Natural language region descriptions
━━━━━━━━━━━━━━━━━━━━
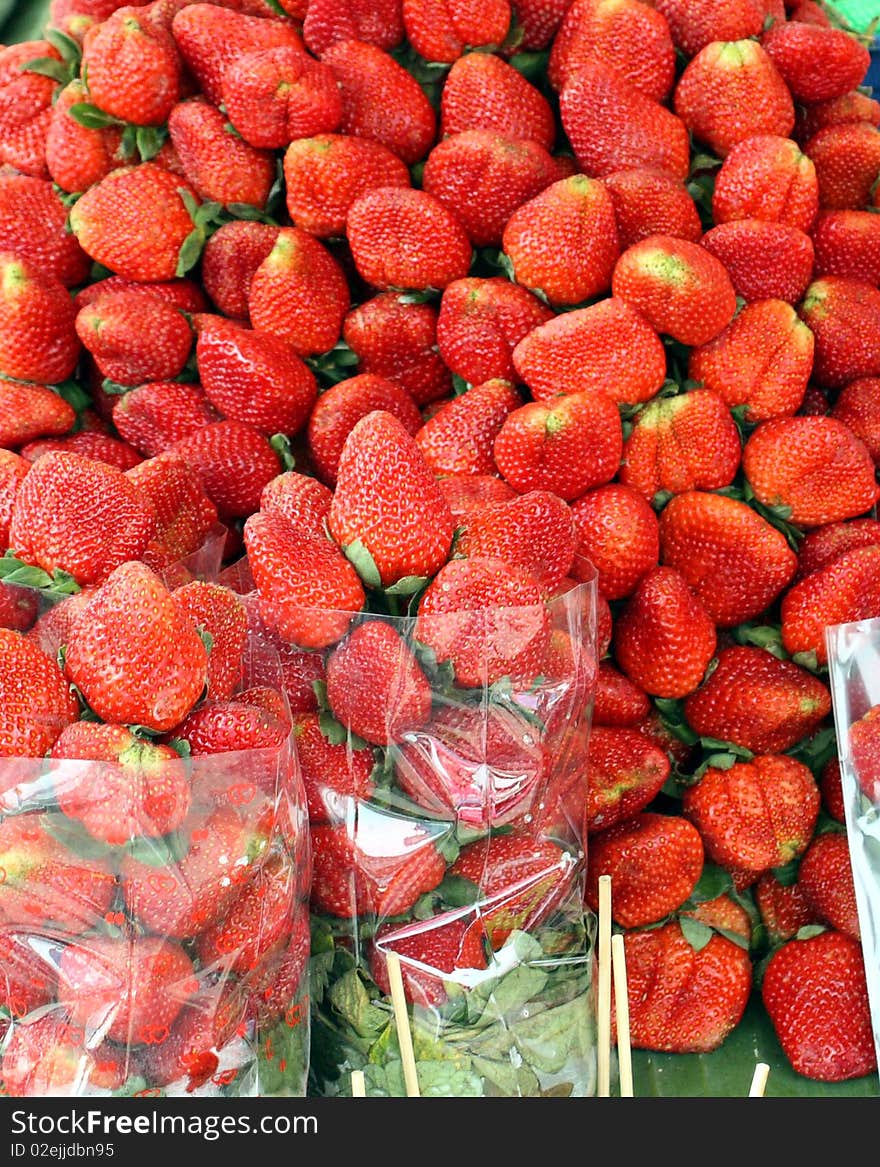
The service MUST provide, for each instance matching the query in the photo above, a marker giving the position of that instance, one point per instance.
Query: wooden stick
(759, 1081)
(402, 1019)
(603, 1021)
(621, 1013)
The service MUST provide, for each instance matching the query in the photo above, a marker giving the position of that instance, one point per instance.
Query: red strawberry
(482, 91)
(379, 472)
(614, 126)
(488, 619)
(733, 559)
(682, 288)
(326, 173)
(381, 100)
(617, 532)
(397, 340)
(133, 788)
(255, 377)
(816, 63)
(630, 36)
(572, 218)
(626, 773)
(688, 441)
(730, 91)
(341, 406)
(755, 815)
(134, 221)
(568, 445)
(133, 68)
(307, 588)
(663, 636)
(762, 361)
(767, 176)
(816, 996)
(131, 672)
(39, 340)
(300, 293)
(654, 861)
(276, 96)
(81, 516)
(608, 347)
(683, 999)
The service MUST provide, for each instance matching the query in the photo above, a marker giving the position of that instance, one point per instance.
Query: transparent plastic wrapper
(154, 926)
(853, 652)
(444, 763)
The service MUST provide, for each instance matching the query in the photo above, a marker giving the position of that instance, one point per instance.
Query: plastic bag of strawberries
(442, 748)
(154, 850)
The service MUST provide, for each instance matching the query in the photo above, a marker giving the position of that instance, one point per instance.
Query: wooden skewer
(402, 1019)
(603, 1021)
(621, 1012)
(759, 1081)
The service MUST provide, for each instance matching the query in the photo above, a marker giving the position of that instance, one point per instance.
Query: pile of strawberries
(440, 321)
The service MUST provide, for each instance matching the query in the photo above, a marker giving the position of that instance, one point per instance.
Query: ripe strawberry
(619, 533)
(688, 441)
(765, 260)
(567, 446)
(218, 165)
(651, 202)
(133, 68)
(131, 672)
(663, 637)
(626, 773)
(482, 91)
(341, 406)
(683, 999)
(33, 225)
(732, 558)
(209, 37)
(572, 217)
(326, 173)
(37, 337)
(307, 588)
(134, 788)
(381, 100)
(404, 238)
(755, 815)
(431, 955)
(230, 258)
(728, 92)
(767, 176)
(681, 287)
(134, 221)
(654, 861)
(608, 347)
(235, 460)
(488, 619)
(397, 340)
(844, 591)
(762, 361)
(382, 871)
(815, 993)
(816, 63)
(630, 36)
(299, 293)
(614, 126)
(759, 701)
(445, 33)
(379, 472)
(81, 516)
(276, 96)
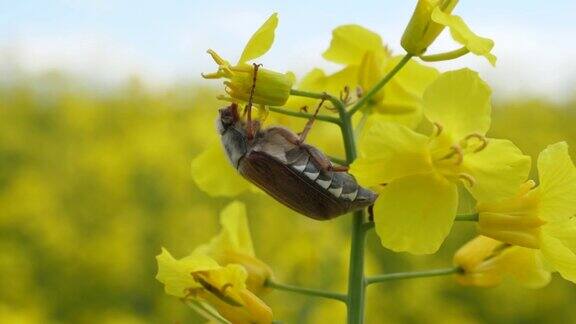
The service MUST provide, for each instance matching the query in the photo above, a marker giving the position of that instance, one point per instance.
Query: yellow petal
(421, 30)
(557, 183)
(524, 265)
(413, 78)
(463, 35)
(313, 81)
(460, 102)
(176, 274)
(214, 174)
(402, 96)
(499, 170)
(235, 235)
(350, 42)
(557, 253)
(261, 40)
(415, 213)
(389, 151)
(370, 72)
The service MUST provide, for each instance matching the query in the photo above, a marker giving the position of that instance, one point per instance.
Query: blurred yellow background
(95, 170)
(92, 185)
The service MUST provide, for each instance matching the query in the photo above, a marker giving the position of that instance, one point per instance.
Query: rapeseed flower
(221, 278)
(418, 175)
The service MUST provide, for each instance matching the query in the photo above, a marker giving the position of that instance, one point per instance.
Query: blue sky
(165, 41)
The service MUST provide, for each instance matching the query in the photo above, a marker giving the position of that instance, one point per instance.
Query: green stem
(380, 84)
(314, 95)
(307, 291)
(411, 275)
(467, 218)
(356, 268)
(445, 56)
(299, 114)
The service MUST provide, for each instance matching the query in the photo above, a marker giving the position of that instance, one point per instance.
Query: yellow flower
(367, 60)
(429, 19)
(422, 30)
(486, 262)
(541, 218)
(223, 275)
(418, 204)
(272, 88)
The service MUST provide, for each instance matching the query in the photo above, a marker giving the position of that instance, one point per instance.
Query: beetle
(296, 174)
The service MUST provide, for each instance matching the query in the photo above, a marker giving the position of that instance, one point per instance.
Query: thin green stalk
(335, 101)
(299, 114)
(356, 268)
(467, 218)
(307, 291)
(411, 275)
(380, 84)
(445, 56)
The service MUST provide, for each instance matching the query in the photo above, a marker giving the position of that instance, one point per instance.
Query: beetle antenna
(371, 213)
(249, 126)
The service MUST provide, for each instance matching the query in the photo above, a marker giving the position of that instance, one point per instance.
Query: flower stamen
(455, 151)
(437, 129)
(475, 136)
(467, 178)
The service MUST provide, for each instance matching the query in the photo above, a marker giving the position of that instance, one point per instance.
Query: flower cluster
(422, 145)
(221, 279)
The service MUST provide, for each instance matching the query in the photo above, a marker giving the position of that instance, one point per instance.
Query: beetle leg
(248, 109)
(310, 122)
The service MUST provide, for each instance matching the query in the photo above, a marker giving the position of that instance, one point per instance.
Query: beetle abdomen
(302, 186)
(339, 184)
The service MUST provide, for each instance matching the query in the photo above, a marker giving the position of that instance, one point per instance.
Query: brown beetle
(296, 174)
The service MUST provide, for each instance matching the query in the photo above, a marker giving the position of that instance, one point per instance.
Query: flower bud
(485, 262)
(252, 311)
(272, 88)
(258, 271)
(421, 30)
(514, 220)
(480, 262)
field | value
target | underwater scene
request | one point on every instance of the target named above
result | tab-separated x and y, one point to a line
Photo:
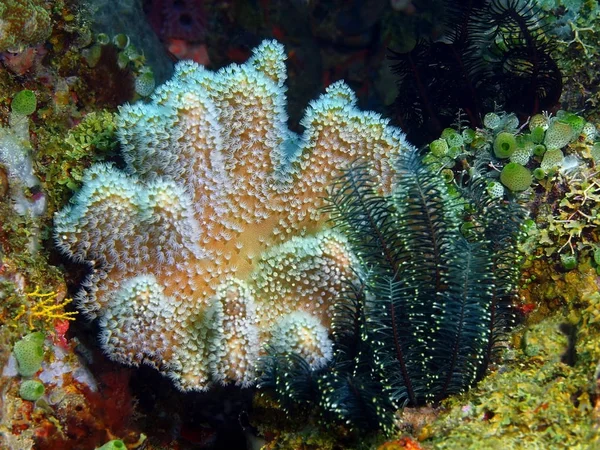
299	224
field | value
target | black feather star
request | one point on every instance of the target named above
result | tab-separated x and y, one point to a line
432	304
495	54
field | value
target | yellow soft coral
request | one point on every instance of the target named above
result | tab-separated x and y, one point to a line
215	238
44	307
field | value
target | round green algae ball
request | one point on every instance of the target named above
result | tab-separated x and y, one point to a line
576	122
468	135
537	135
452	138
504	145
521	156
115	444
495	189
492	120
516	177
539	150
539	120
439	147
24	103
31	390
552	159
29	353
539	173
569	262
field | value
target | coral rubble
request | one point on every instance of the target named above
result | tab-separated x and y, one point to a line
214	238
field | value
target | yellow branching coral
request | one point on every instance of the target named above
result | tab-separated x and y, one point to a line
44	307
214	241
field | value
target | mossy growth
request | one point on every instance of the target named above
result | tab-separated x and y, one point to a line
29	353
516	177
31	390
545	393
24	103
504	145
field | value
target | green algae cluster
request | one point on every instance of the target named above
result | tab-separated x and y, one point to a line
549	163
24	103
31	390
541	396
29	353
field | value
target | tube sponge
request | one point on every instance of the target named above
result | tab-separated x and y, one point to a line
516	177
29	353
31	390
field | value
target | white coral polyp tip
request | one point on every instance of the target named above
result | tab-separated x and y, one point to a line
303	334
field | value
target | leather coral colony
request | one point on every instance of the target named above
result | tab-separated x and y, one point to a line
214	242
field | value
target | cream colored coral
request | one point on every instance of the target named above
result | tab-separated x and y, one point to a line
217	233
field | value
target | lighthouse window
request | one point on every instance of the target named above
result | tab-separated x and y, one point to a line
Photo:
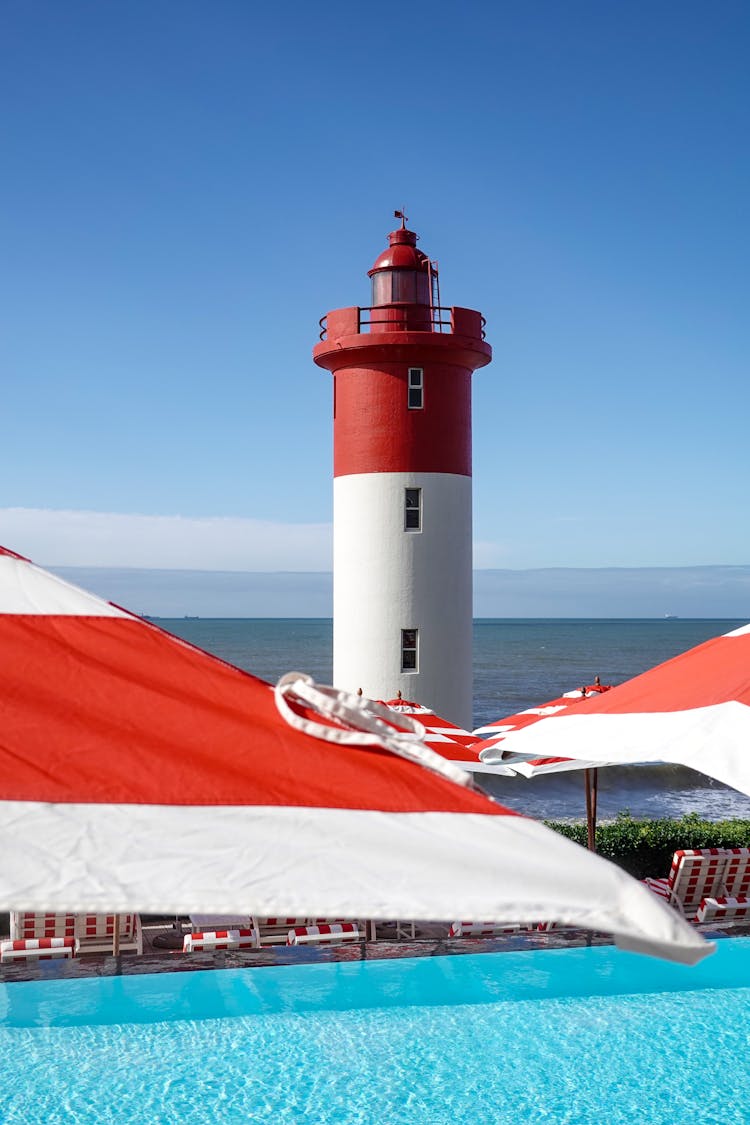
415	395
413	510
409	638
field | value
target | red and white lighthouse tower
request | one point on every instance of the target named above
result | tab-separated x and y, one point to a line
403	596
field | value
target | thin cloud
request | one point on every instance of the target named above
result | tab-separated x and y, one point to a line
110	539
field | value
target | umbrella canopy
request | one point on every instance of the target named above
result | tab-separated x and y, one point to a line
139	773
445	738
693	710
493	746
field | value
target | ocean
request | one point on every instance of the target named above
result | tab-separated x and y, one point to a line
517	663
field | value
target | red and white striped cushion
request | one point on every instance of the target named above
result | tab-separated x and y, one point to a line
332	932
715	909
659	887
35	948
104	925
42	925
219	939
694	874
281	923
737	873
481	928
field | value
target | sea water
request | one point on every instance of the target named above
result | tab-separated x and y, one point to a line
517	663
565	1037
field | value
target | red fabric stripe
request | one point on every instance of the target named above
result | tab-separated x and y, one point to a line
114	710
715	672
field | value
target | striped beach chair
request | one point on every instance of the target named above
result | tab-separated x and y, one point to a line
273	930
482	928
28	924
96	933
724	909
737	873
210	941
325	932
37	948
695	874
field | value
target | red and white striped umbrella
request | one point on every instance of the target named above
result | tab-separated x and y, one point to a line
139	773
445	738
693	710
493	747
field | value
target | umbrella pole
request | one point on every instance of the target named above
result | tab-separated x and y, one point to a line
592	779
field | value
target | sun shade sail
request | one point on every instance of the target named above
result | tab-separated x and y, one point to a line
137	773
494	749
693	710
445	738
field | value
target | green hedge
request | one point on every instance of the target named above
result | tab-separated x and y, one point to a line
645	847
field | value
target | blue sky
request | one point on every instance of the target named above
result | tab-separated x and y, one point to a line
188	187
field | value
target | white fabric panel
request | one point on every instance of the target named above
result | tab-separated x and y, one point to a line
183	860
714	739
26	588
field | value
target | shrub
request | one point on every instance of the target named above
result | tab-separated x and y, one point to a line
645	847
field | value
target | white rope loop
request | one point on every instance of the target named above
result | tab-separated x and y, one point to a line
366	721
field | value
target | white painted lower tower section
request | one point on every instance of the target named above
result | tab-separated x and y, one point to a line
387	579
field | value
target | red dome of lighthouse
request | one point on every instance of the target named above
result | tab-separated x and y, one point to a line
401	253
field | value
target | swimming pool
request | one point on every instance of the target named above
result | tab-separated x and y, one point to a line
565	1036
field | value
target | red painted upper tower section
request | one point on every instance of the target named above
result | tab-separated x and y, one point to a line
403	370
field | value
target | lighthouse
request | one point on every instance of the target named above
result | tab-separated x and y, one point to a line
401	515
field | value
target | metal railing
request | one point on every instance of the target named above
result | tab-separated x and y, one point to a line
439	317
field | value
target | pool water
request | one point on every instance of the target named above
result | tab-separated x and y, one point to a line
559	1036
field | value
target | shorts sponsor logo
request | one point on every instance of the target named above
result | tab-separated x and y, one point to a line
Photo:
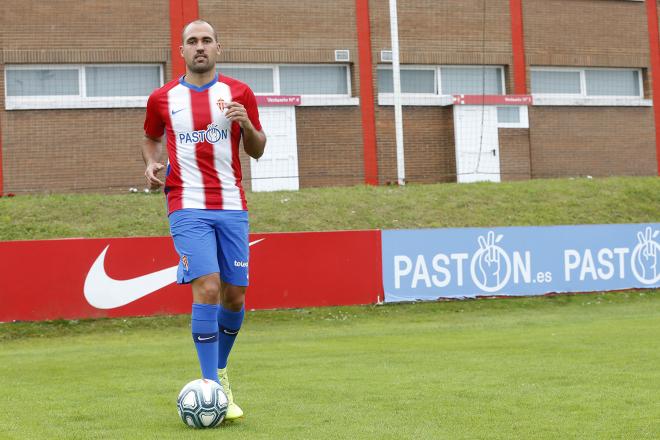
212	135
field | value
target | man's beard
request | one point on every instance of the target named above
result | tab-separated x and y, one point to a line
200	68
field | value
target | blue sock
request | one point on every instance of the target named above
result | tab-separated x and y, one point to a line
229	324
205	335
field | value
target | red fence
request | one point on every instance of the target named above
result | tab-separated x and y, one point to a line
88	278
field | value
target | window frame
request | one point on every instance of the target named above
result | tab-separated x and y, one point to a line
438	95
583	83
436	80
461	66
276	77
47	102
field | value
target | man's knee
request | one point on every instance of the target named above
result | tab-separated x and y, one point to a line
233	297
206	289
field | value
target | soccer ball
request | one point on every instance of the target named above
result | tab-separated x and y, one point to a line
202	404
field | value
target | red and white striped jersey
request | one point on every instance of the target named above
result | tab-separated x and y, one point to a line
203	170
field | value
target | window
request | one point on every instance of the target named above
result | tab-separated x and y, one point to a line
314	80
587	82
444	80
508	115
471	80
121	80
412	81
260	79
42	82
512	116
612	82
299	79
75	86
555	81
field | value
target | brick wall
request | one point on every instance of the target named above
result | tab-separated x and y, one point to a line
104	150
514	154
72	150
329	146
595	141
428	137
607	33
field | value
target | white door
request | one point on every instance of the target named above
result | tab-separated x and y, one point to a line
477	143
277	169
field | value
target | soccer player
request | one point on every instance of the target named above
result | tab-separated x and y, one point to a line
204	116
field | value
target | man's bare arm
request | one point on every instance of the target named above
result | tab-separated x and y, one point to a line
254	141
151	152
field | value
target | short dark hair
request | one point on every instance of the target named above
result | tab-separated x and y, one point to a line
199	20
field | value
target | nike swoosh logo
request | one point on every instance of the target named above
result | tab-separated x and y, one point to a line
104	292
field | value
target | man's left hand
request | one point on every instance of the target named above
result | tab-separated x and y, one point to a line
237	113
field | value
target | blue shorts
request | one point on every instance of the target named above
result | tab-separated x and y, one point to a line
211	241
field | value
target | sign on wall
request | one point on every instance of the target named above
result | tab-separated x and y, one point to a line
470	262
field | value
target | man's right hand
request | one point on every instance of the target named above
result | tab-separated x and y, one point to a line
150	173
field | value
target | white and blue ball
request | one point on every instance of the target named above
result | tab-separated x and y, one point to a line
202	404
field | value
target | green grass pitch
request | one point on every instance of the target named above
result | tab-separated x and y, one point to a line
564	367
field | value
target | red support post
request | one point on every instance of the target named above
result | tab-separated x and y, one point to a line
181	13
1	177
366	93
654	47
518	47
━━━━━━━━━━━━━━━━━━━━
### Work instruction
Only the number is wanted: how many lines in the entries above include the word "fabric"?

### Problem solution
2